PROBLEM DETAILS:
Set down again exactly the lines of the listing below that fall between the line holding "Target: man wearing tricolor sash" and the line holding "the red beret", inclusive.

RECORDS FOR THE EXERCISE:
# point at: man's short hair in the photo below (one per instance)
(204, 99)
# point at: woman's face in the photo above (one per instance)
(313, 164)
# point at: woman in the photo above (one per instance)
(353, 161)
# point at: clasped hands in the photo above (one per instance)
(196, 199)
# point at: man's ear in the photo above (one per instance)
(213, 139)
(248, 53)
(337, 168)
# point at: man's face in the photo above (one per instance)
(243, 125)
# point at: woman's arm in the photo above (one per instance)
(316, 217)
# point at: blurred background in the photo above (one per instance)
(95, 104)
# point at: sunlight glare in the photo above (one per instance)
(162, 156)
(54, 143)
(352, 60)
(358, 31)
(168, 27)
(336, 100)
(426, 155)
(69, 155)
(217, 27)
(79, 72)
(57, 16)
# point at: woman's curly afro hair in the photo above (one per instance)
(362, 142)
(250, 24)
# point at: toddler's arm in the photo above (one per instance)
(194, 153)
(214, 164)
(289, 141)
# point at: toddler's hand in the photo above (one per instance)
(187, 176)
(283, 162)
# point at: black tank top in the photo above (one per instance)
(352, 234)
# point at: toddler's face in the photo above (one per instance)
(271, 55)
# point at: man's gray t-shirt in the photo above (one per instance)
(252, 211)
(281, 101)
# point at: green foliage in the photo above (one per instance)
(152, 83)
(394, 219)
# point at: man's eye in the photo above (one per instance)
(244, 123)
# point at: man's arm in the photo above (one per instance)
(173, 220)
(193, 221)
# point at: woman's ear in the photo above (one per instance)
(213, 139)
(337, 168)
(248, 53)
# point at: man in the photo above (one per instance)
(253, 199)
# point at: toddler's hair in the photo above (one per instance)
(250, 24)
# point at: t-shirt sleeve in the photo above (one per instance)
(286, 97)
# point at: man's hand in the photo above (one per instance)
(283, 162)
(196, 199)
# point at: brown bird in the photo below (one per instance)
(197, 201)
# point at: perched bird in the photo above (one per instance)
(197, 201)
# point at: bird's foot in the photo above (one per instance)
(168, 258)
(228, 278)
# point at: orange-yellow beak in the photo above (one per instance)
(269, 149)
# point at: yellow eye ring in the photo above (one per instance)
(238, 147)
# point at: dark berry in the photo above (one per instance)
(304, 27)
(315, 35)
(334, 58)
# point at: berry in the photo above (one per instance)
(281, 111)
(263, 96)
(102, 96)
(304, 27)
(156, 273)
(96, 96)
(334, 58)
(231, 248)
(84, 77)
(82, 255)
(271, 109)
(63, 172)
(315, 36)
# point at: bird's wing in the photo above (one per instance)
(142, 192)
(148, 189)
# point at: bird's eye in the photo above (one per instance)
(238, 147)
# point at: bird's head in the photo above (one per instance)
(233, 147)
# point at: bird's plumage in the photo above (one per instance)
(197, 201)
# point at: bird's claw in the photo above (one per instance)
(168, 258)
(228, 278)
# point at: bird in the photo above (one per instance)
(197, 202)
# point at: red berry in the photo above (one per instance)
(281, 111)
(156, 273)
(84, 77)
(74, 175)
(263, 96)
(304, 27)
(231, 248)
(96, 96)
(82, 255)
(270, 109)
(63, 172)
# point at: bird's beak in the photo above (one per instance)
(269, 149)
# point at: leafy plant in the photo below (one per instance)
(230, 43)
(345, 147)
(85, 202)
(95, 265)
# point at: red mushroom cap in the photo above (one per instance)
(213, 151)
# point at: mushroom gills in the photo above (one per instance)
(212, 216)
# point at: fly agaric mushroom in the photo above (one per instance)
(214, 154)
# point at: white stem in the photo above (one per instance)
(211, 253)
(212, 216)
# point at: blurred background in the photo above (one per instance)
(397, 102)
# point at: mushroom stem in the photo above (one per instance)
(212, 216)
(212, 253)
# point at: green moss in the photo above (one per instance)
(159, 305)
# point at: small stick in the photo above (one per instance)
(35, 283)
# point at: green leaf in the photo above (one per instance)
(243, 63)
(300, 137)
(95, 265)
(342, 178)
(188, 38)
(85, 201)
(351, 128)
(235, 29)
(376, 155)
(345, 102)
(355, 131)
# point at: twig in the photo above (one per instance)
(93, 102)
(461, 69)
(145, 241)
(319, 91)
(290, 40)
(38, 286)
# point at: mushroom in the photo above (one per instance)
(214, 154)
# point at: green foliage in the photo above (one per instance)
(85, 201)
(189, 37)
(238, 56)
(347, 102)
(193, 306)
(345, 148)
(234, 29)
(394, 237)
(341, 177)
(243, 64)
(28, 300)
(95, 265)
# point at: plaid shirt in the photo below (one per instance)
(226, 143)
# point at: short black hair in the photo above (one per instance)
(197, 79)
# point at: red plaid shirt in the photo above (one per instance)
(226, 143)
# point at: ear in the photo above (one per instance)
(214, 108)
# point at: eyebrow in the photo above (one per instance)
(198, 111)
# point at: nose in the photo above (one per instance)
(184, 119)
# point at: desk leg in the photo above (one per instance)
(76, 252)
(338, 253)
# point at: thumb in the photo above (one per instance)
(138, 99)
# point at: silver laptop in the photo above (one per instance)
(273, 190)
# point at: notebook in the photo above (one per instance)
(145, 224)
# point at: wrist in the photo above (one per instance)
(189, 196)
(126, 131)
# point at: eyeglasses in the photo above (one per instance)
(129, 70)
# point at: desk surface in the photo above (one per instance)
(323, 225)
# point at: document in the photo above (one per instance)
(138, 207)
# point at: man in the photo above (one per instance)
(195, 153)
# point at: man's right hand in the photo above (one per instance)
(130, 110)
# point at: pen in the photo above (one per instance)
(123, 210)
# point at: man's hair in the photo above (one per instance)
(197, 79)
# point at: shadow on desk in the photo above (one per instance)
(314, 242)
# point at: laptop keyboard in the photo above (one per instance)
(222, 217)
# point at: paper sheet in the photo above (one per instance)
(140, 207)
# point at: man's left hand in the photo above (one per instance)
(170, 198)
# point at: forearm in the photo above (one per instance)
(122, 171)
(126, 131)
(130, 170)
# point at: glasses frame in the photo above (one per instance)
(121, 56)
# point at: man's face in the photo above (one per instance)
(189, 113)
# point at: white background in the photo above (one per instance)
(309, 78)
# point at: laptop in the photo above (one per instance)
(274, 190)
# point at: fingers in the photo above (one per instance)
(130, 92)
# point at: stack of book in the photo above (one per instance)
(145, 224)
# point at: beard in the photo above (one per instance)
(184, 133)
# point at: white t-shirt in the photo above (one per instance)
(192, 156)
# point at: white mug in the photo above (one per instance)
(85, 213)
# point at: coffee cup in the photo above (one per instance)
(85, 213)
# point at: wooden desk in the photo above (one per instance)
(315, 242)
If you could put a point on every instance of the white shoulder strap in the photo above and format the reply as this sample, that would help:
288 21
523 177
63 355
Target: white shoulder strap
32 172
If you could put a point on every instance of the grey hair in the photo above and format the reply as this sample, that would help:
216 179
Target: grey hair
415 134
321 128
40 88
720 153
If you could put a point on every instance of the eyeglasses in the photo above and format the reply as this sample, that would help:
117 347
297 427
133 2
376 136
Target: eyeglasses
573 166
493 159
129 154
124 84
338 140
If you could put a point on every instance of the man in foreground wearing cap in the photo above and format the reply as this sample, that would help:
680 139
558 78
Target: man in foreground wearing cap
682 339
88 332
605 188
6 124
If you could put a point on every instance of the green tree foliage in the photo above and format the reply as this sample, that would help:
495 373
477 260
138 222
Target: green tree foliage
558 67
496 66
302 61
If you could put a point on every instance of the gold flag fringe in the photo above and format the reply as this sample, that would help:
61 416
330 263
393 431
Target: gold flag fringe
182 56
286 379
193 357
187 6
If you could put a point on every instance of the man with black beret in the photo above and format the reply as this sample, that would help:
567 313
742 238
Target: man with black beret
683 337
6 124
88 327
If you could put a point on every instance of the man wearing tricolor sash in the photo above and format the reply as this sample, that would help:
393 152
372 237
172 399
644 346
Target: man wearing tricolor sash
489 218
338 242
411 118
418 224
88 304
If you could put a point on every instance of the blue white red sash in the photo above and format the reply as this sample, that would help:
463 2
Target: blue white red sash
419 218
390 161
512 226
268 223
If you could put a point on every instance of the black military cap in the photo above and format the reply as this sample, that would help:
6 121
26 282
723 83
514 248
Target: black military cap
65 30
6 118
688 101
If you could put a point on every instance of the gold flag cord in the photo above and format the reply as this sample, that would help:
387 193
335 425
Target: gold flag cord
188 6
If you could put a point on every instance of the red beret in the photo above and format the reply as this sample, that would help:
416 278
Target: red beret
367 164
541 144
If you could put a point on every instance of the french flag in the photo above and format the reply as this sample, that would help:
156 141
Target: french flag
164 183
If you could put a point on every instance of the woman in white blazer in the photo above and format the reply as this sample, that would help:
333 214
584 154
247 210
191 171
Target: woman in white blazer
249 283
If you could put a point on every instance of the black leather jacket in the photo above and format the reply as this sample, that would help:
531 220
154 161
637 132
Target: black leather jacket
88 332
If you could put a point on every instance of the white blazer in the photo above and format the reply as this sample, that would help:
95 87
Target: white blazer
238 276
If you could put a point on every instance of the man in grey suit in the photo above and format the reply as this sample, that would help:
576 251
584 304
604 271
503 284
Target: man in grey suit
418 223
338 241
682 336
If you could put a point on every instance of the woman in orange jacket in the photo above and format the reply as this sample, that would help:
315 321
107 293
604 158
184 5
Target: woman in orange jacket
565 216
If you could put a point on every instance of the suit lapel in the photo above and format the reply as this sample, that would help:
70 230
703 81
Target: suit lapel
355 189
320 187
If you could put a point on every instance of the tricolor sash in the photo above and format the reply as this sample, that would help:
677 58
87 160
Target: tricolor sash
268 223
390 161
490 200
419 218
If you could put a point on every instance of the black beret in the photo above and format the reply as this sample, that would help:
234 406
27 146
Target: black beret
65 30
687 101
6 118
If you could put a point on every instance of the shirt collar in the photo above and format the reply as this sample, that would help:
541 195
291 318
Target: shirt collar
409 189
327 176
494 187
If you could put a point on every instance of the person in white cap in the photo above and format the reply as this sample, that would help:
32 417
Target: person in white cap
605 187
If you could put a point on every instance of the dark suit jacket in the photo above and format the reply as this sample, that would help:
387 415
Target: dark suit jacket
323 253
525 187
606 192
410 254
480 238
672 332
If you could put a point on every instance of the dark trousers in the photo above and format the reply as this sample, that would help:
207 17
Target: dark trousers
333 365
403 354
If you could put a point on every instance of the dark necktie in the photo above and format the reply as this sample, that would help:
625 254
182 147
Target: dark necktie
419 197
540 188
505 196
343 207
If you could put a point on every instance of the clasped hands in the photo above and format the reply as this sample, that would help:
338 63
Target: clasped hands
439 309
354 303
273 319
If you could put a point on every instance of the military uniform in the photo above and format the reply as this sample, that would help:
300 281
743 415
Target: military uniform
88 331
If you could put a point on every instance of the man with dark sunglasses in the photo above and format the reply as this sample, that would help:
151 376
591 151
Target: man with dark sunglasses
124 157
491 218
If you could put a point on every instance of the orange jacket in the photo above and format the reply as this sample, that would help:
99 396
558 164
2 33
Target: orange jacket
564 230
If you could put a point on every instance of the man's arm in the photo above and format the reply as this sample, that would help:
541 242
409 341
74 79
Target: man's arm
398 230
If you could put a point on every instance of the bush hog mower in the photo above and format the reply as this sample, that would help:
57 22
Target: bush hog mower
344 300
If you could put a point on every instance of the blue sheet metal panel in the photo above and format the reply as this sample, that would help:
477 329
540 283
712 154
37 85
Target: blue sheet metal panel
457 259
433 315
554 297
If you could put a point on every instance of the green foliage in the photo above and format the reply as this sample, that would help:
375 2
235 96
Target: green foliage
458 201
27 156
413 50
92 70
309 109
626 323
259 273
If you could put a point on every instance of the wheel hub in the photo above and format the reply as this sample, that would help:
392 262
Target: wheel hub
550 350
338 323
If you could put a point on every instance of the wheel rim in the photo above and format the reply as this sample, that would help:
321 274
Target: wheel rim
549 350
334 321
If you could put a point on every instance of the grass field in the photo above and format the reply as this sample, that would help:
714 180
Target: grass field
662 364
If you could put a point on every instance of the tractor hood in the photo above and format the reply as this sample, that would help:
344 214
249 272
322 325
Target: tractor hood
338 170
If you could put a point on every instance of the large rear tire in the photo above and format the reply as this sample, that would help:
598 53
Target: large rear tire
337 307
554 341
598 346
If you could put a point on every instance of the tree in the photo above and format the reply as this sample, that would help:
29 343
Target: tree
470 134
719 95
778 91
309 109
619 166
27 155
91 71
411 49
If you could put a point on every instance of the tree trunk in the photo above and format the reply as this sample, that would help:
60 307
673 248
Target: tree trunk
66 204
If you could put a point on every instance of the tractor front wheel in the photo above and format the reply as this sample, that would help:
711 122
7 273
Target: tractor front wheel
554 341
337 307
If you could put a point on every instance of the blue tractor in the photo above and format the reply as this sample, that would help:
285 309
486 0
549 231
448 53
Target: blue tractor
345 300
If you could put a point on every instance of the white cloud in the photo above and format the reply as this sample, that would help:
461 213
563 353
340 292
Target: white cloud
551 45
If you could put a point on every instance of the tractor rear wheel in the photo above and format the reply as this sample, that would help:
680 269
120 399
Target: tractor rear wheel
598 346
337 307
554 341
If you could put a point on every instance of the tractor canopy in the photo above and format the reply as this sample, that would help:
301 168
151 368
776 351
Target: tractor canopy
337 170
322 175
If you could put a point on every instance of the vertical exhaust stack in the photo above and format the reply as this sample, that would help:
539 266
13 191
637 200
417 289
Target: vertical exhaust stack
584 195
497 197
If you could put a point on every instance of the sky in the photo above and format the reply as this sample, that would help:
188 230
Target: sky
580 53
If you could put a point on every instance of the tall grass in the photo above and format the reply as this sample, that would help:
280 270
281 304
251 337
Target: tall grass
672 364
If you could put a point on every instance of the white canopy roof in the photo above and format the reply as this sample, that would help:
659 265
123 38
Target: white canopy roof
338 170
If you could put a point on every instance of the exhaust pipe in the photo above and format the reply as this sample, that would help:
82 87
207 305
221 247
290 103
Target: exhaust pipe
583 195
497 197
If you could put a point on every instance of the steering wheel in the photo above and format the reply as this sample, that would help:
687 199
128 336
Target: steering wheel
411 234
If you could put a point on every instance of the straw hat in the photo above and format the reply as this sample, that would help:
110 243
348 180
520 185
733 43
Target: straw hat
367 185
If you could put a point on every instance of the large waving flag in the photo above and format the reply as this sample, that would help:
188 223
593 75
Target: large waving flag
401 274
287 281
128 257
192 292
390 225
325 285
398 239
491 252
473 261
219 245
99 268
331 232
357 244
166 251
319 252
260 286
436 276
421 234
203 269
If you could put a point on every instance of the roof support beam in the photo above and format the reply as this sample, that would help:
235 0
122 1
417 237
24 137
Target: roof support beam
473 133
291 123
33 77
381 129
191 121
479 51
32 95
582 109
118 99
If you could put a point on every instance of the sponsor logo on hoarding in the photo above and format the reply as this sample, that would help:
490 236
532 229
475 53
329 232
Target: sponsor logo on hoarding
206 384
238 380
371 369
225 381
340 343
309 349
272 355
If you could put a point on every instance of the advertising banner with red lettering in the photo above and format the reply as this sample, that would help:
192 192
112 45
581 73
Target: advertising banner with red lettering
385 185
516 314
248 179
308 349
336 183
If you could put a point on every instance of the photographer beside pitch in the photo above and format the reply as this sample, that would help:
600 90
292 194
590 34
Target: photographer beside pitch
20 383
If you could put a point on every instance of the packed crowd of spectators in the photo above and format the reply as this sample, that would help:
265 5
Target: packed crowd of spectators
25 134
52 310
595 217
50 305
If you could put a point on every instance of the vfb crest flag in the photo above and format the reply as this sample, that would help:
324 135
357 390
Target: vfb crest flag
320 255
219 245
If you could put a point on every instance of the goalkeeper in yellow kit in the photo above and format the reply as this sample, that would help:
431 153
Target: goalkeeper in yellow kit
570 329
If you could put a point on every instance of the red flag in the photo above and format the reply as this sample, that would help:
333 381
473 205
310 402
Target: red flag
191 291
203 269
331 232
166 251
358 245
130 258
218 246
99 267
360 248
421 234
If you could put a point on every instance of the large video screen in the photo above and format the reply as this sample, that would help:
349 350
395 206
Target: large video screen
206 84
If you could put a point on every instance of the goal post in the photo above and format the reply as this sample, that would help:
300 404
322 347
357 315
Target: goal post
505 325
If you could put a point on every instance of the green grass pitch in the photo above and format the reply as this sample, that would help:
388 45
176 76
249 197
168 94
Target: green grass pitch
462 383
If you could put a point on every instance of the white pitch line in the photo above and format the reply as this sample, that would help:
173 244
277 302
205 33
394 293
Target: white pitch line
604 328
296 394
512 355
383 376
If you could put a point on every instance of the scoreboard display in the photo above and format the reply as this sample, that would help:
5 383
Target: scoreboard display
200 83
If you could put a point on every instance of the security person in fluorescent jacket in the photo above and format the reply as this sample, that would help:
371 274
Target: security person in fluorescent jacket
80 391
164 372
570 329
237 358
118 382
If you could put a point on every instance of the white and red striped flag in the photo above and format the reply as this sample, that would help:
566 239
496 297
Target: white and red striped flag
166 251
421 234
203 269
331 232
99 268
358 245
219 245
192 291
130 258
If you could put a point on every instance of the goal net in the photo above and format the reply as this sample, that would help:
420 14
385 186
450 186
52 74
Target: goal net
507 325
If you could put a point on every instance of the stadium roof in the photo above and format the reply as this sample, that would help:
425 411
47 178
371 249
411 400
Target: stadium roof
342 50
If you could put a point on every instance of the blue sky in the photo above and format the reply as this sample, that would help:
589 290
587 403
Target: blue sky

REPLY TO THE EXERCISE:
Target: man wearing tricolor sash
489 218
338 242
411 118
418 224
88 304
If you could put a point on every instance of the blue white red sash in the photo above and format the reply as this sample, that would help:
463 2
Target: blue white red sash
419 218
390 161
512 226
268 223
If you could put a point on every instance of the black military cap in the photo above and format the reply as this sample, that would help:
6 121
26 282
723 83
514 248
Target: black military cap
65 30
6 118
688 101
If you could put a point on every instance of the gold flag cord in the photo above and format the reply as this sample, that would help:
387 193
335 425
Target: gold flag cord
188 6
If you could put a point on every instance of the red beret in the photo above and format the reply as this sample, that would help:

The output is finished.